| TASK DESCRIPTION |
Quote each line exactly, from the line that contains "Annotation task — point out every instance of the framed" down to the last line of the listing, and no other lines.

| INPUT |
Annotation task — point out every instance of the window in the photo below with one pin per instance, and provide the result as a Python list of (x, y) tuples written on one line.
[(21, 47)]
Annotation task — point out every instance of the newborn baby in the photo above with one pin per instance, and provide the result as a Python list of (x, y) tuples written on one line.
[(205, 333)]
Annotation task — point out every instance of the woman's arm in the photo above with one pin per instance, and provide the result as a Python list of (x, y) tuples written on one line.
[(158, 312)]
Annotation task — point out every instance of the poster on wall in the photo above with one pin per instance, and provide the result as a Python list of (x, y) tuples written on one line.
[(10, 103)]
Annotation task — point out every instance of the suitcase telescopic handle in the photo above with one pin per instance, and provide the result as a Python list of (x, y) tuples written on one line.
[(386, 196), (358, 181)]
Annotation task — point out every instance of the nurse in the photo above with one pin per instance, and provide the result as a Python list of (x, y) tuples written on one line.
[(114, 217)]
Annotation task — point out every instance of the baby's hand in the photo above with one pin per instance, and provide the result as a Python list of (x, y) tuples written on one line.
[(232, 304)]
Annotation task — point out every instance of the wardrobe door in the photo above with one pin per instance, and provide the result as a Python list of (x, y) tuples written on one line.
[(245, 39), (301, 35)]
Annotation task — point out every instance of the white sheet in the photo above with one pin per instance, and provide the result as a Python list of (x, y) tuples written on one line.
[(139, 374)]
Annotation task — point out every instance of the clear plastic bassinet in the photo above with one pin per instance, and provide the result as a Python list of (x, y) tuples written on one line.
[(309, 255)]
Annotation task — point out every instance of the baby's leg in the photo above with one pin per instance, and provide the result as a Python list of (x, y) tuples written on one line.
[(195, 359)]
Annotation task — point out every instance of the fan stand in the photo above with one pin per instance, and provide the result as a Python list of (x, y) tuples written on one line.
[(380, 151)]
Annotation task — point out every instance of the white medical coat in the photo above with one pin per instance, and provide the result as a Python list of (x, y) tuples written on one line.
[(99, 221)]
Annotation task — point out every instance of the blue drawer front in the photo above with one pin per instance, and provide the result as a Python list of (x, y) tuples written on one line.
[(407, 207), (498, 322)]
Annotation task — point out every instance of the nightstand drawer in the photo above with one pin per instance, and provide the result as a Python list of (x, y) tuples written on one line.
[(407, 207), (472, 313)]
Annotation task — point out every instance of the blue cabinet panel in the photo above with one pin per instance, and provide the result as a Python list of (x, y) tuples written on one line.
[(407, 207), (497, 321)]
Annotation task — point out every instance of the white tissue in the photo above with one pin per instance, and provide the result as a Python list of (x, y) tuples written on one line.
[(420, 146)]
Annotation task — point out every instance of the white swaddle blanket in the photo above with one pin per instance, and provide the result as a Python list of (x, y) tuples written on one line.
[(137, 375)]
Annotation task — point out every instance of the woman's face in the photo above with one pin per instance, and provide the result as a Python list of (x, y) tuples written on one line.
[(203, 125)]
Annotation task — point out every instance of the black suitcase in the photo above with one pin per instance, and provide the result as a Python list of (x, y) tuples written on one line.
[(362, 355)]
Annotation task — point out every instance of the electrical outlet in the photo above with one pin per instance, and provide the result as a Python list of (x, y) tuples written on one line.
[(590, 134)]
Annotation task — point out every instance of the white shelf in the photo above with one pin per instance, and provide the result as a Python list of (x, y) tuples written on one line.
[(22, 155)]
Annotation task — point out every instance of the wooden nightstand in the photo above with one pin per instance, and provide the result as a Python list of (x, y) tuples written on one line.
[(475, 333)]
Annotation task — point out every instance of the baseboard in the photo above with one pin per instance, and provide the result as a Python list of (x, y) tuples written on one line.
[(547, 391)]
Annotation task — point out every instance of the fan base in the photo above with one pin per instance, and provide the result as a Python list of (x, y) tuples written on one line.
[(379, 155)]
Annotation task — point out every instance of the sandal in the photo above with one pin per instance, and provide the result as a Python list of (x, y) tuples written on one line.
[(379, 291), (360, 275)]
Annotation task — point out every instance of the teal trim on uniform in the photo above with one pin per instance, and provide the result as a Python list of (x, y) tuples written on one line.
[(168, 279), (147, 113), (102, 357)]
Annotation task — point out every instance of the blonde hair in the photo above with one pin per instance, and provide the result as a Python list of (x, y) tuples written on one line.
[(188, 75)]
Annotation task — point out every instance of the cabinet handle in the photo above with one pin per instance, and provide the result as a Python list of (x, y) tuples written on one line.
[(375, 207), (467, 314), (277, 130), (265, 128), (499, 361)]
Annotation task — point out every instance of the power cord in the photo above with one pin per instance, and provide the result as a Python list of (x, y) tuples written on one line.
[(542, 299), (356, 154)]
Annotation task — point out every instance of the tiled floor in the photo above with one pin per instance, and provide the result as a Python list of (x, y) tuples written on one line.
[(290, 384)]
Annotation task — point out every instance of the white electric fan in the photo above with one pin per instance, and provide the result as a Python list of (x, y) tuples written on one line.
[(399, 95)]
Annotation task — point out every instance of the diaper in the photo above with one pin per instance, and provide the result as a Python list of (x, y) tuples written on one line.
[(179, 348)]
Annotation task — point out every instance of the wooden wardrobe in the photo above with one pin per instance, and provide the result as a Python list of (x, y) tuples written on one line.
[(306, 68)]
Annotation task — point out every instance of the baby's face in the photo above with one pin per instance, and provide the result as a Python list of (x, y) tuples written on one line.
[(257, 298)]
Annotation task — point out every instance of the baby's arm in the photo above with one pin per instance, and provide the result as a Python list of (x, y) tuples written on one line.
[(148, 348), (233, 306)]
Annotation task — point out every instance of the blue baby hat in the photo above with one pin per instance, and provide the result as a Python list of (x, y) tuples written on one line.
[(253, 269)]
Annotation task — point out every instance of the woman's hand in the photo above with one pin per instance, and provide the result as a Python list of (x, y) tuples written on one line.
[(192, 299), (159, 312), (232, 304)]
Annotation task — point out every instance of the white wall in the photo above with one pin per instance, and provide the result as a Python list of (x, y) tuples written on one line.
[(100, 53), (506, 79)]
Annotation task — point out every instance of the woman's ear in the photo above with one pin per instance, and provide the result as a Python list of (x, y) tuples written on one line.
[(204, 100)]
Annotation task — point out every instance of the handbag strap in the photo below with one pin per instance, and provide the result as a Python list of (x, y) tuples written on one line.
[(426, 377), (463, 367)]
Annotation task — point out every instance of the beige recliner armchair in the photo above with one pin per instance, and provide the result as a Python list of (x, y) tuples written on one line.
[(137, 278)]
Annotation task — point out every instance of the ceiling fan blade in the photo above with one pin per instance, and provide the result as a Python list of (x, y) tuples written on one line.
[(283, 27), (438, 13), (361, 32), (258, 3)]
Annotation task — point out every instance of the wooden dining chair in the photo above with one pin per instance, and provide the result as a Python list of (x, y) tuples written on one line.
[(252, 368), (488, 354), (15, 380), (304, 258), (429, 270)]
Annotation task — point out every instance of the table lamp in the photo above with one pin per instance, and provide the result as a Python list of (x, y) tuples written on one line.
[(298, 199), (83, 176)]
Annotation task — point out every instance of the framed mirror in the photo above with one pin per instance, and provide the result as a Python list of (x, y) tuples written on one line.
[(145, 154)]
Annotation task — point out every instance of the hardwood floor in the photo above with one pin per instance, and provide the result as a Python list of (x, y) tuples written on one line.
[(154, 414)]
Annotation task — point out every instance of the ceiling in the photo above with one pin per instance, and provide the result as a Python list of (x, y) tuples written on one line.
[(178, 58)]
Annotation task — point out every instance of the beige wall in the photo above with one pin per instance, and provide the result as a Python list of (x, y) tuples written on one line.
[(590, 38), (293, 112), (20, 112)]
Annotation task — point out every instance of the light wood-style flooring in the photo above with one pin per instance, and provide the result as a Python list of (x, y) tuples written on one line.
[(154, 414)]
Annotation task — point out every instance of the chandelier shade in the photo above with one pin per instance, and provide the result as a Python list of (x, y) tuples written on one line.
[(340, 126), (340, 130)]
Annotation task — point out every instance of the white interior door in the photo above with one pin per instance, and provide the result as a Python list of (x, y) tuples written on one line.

| ANSWER AREA |
Annotation task — point out every instance of the framed mirror in the photo above with one pin per instance, and provide the result as a Python list of (x, y) tuples written on one line.
[(145, 154)]
Annotation task — point out every instance of the hardwood floor in the photo above with one pin per instance, and provide the result as a Python list of (x, y) tuples written on one line.
[(154, 414)]
Annotation task — point out every instance of the ceiling in the photo above with one pin per instance, and provide the result as a Python list of (x, y) tuples written on one line.
[(178, 58)]
Annotation task — point out every instance of the beige wall in the photo above with one pin per instance, and provide the result as a Python list of (x, y) tuples written on one line.
[(590, 38), (293, 112), (20, 112)]
Annotation task — point out every instance of the light wood-style flooring in the photo above with one pin per instance, and provide the result as a Python list of (x, y) tuples written on one line.
[(154, 414)]
Annotation task — point out every instance of the chandelier shade in the photo above with one pin per instance, and provide the result as a Python list of (x, y) tuples written on one line.
[(340, 126), (340, 130)]
Annotation task — point out every instance of the white interior door in the photo above with one pin per instance, and provide the result as a Python list of (x, y) tuples written on one line.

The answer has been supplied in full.